» **TASK ITEM**
Where the line with "Target: white baseboard" appears in the records below, start there and transcribe each line exactly through the last.

» **LISTED RECORDS**
'''

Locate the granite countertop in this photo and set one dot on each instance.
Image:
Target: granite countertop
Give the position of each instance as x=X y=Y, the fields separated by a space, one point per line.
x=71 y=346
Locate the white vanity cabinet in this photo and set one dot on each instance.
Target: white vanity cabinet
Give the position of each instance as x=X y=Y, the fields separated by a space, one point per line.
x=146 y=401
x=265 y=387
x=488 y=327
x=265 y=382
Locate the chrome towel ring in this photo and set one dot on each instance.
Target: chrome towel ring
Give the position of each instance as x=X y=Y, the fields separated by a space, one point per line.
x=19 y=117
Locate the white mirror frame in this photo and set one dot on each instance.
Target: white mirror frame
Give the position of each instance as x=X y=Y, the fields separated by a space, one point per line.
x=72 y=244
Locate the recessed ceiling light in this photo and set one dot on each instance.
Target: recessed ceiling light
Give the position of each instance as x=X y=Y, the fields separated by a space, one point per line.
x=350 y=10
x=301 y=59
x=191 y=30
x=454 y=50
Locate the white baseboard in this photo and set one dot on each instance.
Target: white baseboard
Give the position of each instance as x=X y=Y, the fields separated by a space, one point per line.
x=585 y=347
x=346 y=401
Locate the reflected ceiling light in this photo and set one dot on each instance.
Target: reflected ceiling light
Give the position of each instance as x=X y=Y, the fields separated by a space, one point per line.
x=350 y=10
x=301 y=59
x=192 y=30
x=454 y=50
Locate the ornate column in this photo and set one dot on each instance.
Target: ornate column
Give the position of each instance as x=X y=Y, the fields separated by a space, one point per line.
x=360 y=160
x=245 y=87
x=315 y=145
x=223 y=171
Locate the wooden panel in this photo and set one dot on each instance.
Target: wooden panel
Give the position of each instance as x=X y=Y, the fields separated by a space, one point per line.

'''

» **WRITTEN ANSWER**
Target: white baseboard
Give the position of each instance as x=X y=Y, the fields separated by a space, one point per line.
x=585 y=347
x=346 y=401
Locate the reflected ceiling light in this photo and set one dot on each instance.
Target: reflected ceiling light
Give the position of each instance as x=X y=Y, the fields separated by a space, one point per line.
x=350 y=10
x=301 y=59
x=192 y=30
x=454 y=50
Locate the ornate column in this photo and set one dot on each instance.
Target: ornate column
Give the position of each instance as x=X y=Y, the fields separated by a space, one point per line.
x=360 y=160
x=245 y=87
x=315 y=145
x=223 y=171
Locate the wooden panel in this photo and set one dot on each instance.
Target: wooden panel
Give the position of each instance as x=X y=Y, the fields separated by a space, one point per line.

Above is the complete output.